PAGE EXCERPT:
☆ ☆ ☆ ☆ ☆ ☆ ☆

Doubts arise over Chinese Nobel winner’s inability to travel
BEIJING (AP) — A friend of imprisoned Chinese Nobel Peace laureate Liu Xiaobo doubts the government’s claims that the ailing dissident is too sick to leave the country, in part because of a video in which Liu is described as being in “acceptable” condition.
Whether Liu is able to travel is a key question in any negotiations for his possible release from a Chinese hospital. The U.S. and European Union have been calling on Beijing to allow China’s most famous political prisoner to choose where he wants to be treated for late-stage liver cancer.
Shang Baojun, Liu’s former lawyer, has said Chinese officials have told Liu’s family members that his health was too poor to allow him to travel.
However, Liu’s friend, political dissident Hu Jia, said Monday a video that emerged on YouTube over the weekend appeared to indicate that Liu was in stable condition. Medical experts were seen saying that Liu’s treatment plan was going smoothly.
“Currently, his situation is acceptable,” an unidentified male doctor in a white coat was seen saying in the video, which did not include any images of Liu and was dated Wednesday.
A separate photo that’s been circulating online showed Liu holding a bowl and being spoon-fed by his wife, Liu Xia. He did not appear to be hooked up to life-support.
“Based on the videos and the photo, we know for sure that his conditions have not deteriorated,” Hu said. “There’s no question that Liu Xiaobo can travel.”
William Fingleton, spokesman for the European Union delegation in China, said EU diplomats met with a Chinese vice minister of justice on Friday regarding Liu’s treatment. Fingleton did not provide details on the discussion.
In a statement released later Friday, the EU’s foreign policy chief, Federica Mogherini, urged China to immediately grant Liu parole on humanitarian grounds, citing Liu’s deteriorating health.
Mogherini also said that China should “allow him to receive medical assistance at a place of his choosing in China or overseas,” and that Liu and his wife should be free to communicate with the outside world.
On past occasions, China has released political prisoners on grounds of ill health and immediately sent them into exile abroad.

☆ ☆ ☆ ☆ ☆ ☆ ☆

STUDY MATERIAL:
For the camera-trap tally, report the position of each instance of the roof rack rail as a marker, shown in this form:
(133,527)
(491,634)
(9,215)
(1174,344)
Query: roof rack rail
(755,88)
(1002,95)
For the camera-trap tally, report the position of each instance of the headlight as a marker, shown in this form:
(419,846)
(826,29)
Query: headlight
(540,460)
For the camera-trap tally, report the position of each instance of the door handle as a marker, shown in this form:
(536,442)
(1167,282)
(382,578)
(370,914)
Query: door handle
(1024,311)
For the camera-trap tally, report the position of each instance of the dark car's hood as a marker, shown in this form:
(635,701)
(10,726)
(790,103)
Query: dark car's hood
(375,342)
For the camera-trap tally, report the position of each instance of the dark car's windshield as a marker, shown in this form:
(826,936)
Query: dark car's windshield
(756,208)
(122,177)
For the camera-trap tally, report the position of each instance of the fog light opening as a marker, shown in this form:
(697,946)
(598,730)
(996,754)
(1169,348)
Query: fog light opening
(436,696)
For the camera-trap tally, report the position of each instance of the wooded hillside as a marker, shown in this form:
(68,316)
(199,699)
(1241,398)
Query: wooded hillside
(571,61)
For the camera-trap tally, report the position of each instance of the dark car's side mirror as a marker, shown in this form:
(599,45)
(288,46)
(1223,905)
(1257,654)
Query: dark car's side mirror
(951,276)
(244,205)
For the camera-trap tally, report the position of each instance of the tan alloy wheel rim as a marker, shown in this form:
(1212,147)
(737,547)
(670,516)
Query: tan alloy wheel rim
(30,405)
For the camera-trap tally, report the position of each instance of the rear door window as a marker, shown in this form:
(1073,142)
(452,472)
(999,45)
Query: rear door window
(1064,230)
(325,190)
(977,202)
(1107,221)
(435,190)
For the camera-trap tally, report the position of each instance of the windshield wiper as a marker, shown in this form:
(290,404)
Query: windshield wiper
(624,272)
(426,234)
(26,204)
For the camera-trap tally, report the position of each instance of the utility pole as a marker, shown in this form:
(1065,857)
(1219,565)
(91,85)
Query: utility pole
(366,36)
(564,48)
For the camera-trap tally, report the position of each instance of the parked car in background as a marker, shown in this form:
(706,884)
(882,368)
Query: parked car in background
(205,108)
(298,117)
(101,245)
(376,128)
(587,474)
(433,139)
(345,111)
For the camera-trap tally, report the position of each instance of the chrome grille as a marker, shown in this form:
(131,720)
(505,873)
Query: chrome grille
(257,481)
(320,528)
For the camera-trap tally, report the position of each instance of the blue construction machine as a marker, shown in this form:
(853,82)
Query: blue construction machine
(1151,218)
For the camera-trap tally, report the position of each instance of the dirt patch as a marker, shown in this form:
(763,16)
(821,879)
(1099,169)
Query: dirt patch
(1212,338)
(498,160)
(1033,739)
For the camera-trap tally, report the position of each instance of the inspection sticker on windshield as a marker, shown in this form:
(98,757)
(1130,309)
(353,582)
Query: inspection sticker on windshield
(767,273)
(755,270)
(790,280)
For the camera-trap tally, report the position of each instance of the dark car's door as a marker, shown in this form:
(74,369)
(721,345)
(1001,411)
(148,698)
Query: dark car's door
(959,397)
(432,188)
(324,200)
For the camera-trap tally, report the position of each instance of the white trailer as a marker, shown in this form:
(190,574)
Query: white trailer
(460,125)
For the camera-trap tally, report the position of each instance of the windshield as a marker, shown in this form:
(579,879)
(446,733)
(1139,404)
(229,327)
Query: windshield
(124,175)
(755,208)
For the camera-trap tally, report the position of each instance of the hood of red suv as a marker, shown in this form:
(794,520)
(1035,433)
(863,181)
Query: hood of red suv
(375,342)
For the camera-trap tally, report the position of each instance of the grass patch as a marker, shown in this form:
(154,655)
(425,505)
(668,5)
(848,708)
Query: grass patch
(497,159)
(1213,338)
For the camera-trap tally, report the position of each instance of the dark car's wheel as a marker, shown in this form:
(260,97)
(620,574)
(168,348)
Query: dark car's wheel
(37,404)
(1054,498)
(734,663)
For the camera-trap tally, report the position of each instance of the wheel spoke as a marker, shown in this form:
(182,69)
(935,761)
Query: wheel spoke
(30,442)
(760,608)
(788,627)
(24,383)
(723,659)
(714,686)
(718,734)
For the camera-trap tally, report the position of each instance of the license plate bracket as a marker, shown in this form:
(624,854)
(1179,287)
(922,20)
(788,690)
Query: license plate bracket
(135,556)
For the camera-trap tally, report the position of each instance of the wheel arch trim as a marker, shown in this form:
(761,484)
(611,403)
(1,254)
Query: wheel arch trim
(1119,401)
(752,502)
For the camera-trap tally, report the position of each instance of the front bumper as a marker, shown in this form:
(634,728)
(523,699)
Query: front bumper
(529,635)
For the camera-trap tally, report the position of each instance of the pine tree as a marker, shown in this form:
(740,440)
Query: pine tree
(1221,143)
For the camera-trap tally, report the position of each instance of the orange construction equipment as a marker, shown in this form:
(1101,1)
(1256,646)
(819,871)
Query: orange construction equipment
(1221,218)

☆ ☆ ☆ ☆ ☆ ☆ ☆

ACTIVITY 1: Name every person identified by name in the news article about Liu Xiaobo, in the order in which each first appears.
ACTIVITY 2: Reproduce verbatim the passage of the Liu Xiaobo article that begins at the words "Whether Liu is" and stops after the words "him to travel.".
ACTIVITY 3: Write the next portion of the article on Liu Xiaobo's health, picking up after its final sentence.

ANSWER AREA 1: Liu Xiaobo, Shang Baojun, Hu Jia, Liu Xia, William Fingleton, Federica Mogherini

ANSWER AREA 2:
Whether Liu is able to travel is a key question in any negotiations for his possible release from a Chinese hospital. The U.S. and European Union have been calling on Beijing to allow China’s most famous political prisoner to choose where he wants to be treated for late-stage liver cancer.
Shang Baojun, Liu’s former lawyer, has said Chinese officials have told Liu’s family members that his health was too poor to allow him to travel.

ANSWER AREA 3:
Reliable, independent information on Liu’s condition and his desire to travel has been difficult to obtain, since Liu and Liu Xia have long been isolated by the authorities out of the reach of most friends and the media. While the couple has not publicly stated their willingness to go abroad, their friends believe they wish to do so, based on Liu Xia’s earlier indications.
China’s foreign ministry said Monday that it has no information on Liu’s case. “I can only say that we hope that the relevant countries can respect China’s judicial sovereignty instead of making use of this individual case to interfere in China’s domestic affairs,” spokesman Geng Shuang said at a regular news briefing.
China’s justice department did not immediately respond to faxed questions about Liu’s case. On Monday, the judicial bureau in Shenyang, the northeastern city where Liu is undergoing treatment, posted a statement that said Liu is receiving “meticulous care” from well-known Chinese doctors for liver cancer that has metastasized to his entire body.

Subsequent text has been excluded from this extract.